PROBLEM DESCRIPTION » Starting at the line that holds "If you could mark the horse in", copy every line exactly through the end of the data, and no others.

[ENTRIES SHOWN start]

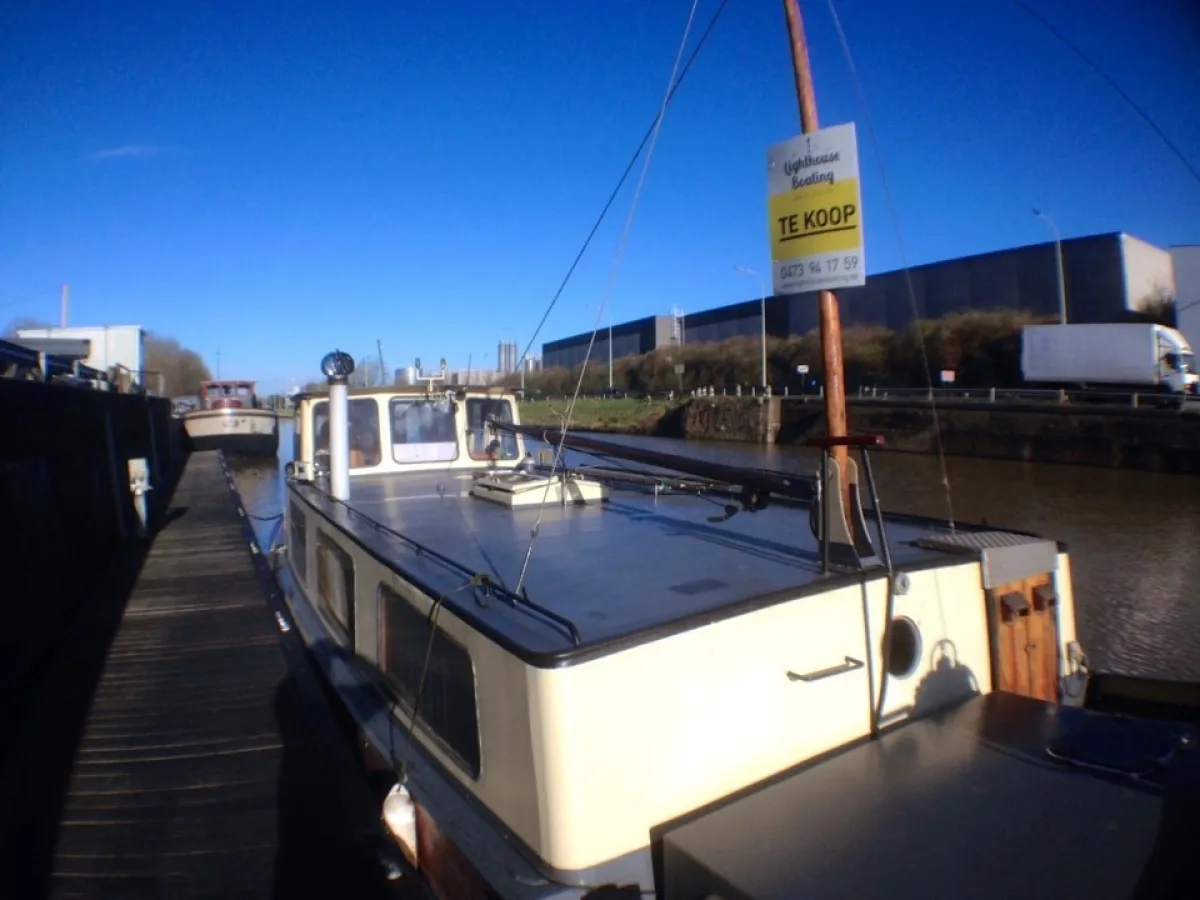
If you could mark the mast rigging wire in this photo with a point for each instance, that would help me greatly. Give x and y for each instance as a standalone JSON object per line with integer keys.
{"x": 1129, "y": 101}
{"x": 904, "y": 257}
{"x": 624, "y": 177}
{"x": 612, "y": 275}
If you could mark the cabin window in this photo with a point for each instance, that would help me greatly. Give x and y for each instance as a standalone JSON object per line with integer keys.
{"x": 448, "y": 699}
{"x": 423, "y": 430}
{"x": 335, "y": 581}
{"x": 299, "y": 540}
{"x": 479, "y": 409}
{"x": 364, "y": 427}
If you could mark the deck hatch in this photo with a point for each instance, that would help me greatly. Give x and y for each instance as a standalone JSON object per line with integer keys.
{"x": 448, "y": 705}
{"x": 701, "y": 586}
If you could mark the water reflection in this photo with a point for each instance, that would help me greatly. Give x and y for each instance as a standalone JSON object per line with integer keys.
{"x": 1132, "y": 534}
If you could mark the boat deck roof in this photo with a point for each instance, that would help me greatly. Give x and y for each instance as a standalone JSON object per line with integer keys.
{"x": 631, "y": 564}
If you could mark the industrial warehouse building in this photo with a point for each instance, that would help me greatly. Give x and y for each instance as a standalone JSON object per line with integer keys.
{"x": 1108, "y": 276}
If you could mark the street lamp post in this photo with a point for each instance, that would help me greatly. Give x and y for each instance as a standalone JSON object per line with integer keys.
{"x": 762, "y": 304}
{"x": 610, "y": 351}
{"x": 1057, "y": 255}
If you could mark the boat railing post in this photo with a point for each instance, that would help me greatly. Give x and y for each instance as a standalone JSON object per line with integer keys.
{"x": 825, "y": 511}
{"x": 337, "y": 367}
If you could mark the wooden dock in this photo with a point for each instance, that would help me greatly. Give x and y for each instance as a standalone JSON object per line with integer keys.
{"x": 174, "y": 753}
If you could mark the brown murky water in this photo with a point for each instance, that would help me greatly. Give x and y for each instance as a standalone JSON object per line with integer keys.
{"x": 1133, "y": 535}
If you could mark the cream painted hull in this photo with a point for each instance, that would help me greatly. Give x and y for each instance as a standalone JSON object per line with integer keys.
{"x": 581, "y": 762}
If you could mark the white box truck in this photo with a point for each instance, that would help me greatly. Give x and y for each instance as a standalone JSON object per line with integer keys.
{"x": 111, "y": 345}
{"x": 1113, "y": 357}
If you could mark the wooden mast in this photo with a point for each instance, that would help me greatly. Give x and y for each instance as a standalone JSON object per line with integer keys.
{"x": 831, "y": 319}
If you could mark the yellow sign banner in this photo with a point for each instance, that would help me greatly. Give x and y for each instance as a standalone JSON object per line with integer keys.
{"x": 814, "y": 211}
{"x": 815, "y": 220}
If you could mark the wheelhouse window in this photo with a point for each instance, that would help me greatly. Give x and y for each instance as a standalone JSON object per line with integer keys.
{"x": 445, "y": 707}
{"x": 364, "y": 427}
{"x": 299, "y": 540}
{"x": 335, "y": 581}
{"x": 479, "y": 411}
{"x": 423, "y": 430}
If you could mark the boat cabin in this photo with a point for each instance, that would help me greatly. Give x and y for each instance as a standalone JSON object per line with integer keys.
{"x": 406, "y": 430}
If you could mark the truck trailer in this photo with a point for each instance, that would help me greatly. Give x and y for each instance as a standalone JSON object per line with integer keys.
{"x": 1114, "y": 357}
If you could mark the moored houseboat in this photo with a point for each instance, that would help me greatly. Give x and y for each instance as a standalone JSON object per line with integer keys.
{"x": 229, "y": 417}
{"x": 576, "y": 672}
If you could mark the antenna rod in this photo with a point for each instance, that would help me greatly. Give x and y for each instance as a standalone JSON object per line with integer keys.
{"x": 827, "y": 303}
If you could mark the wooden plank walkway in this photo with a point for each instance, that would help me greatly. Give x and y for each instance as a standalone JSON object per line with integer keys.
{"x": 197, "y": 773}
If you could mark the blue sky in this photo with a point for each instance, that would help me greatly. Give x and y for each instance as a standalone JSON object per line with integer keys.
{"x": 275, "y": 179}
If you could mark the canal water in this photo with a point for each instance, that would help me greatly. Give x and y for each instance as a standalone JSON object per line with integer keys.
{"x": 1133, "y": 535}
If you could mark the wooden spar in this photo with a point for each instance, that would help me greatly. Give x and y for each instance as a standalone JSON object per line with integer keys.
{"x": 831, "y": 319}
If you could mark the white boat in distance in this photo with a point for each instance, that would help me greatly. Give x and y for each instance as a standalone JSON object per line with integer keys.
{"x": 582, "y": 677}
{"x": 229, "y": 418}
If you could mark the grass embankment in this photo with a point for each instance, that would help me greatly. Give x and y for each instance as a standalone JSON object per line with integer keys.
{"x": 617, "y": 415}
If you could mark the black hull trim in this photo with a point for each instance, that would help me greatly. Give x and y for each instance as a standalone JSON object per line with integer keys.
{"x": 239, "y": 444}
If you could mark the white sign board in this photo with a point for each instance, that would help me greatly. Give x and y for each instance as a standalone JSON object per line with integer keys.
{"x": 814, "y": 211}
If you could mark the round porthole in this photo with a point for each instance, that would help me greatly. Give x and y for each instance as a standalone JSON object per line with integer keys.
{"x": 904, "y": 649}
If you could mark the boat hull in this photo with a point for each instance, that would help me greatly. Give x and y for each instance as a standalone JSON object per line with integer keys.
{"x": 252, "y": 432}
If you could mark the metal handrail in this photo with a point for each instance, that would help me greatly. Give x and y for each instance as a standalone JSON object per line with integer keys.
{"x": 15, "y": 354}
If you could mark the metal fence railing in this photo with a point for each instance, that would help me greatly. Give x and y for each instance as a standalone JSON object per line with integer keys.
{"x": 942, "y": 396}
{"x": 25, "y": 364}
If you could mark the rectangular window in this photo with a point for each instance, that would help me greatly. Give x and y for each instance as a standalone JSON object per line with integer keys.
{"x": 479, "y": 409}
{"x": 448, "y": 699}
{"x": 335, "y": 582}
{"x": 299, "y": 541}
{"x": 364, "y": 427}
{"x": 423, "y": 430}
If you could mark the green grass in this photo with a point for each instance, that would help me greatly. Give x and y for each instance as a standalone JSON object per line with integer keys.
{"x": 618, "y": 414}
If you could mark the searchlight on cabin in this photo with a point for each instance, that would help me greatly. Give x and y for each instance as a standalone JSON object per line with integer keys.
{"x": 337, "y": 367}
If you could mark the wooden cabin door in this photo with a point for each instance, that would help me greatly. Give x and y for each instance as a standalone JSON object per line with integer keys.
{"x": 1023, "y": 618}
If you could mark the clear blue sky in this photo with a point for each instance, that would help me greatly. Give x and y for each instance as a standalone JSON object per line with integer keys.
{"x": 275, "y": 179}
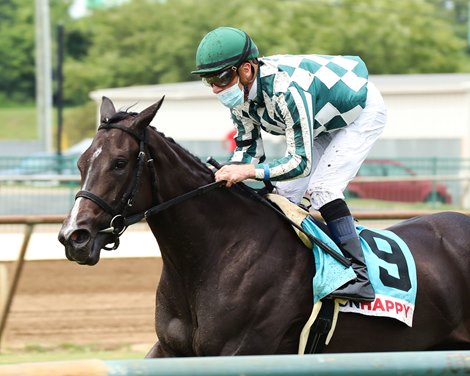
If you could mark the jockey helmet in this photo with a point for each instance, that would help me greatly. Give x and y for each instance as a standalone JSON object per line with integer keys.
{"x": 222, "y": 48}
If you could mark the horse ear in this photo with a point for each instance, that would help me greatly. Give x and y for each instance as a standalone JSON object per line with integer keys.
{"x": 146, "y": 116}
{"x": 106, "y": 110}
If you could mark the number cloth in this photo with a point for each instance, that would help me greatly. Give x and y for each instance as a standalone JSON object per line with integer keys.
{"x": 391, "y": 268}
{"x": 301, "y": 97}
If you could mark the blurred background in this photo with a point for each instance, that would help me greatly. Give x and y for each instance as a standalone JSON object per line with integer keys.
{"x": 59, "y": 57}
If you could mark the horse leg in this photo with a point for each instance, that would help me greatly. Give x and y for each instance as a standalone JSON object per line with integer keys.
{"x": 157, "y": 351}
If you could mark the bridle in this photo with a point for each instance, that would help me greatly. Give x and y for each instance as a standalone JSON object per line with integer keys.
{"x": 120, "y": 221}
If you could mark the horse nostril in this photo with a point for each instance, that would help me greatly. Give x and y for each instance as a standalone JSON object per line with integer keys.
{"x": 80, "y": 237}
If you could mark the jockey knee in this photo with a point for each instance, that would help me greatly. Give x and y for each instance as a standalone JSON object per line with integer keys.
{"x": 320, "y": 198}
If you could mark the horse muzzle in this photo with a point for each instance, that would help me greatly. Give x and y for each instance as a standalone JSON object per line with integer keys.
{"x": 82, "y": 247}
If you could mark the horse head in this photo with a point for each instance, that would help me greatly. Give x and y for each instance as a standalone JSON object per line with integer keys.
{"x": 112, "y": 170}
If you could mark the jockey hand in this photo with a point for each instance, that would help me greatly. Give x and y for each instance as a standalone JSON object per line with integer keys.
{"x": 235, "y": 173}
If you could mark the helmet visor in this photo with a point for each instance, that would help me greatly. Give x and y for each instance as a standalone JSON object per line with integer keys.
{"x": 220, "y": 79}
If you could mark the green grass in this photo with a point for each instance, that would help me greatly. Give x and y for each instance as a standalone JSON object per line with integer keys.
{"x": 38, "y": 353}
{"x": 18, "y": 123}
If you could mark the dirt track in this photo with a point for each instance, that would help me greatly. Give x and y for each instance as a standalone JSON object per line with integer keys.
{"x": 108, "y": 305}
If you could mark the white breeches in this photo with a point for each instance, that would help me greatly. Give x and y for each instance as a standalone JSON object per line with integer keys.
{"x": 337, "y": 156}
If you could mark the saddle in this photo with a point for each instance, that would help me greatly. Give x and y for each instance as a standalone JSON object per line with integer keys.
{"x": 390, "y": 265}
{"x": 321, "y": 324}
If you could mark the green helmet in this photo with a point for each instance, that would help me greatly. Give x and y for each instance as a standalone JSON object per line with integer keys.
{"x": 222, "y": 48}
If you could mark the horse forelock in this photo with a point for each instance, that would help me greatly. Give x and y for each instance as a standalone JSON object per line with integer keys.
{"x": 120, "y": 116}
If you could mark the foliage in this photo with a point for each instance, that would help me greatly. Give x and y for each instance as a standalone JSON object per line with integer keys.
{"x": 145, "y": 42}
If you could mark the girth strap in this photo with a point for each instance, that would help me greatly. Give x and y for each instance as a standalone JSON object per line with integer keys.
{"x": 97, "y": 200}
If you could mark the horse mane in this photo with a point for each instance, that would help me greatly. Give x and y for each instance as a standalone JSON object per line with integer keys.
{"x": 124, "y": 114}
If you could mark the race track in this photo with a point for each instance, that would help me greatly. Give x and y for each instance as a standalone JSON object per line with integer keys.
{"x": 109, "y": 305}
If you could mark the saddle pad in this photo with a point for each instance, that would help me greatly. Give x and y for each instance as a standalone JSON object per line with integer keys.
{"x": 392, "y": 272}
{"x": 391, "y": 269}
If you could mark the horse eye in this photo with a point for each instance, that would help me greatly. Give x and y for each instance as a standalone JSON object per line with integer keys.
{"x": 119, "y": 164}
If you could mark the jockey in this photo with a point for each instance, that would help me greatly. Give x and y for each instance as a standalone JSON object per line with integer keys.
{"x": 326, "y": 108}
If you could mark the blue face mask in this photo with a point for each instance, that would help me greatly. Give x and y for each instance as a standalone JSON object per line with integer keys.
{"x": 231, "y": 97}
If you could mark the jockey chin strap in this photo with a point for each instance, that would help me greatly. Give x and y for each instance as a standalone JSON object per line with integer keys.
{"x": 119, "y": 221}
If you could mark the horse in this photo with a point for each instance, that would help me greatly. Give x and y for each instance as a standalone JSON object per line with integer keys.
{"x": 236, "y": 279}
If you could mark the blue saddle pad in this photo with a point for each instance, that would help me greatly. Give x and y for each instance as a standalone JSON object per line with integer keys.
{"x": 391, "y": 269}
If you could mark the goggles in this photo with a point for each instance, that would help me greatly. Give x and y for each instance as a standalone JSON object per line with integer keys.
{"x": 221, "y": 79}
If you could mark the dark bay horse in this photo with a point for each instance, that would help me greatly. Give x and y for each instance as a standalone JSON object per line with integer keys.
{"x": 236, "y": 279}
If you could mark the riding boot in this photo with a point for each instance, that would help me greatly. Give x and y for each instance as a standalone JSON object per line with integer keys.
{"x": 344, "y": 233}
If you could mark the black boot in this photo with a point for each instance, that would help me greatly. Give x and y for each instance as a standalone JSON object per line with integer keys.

[ENTRIES SHOWN end]

RESULT OF THE TASK »
If you could mark the horse in this photo with a point for each instance, that would help me greatly. Give x and y for each instance as a standalone JSON object per line with integer keys.
{"x": 236, "y": 279}
If you could mark the blue saddle pad in this photo with a point for each instance, that would help me greatly. Give x and y for each instance as a standalone JSON object per line with integer keys.
{"x": 391, "y": 269}
If you could mark the goggles in this photo with a point for each instance, that would help me greatly. Give x and y for each instance as a standalone JSON object per line with integer keys.
{"x": 221, "y": 79}
If you could mark the dark bay horse in this photo with a point for each instance, that would help me greatly. Give x and y for each instance as a standalone JSON object per line with integer keys.
{"x": 236, "y": 279}
If you could mark the riding boot in this photo with a point for each instance, that would help me greatly. Give x and y for each instance as a standalone JSON object per line with integer keys.
{"x": 344, "y": 233}
If you could mark the black boot in this photo with a point for each instance, that would help me greatly. Give x and y for each instance as a standalone JSON object per line with integer keys.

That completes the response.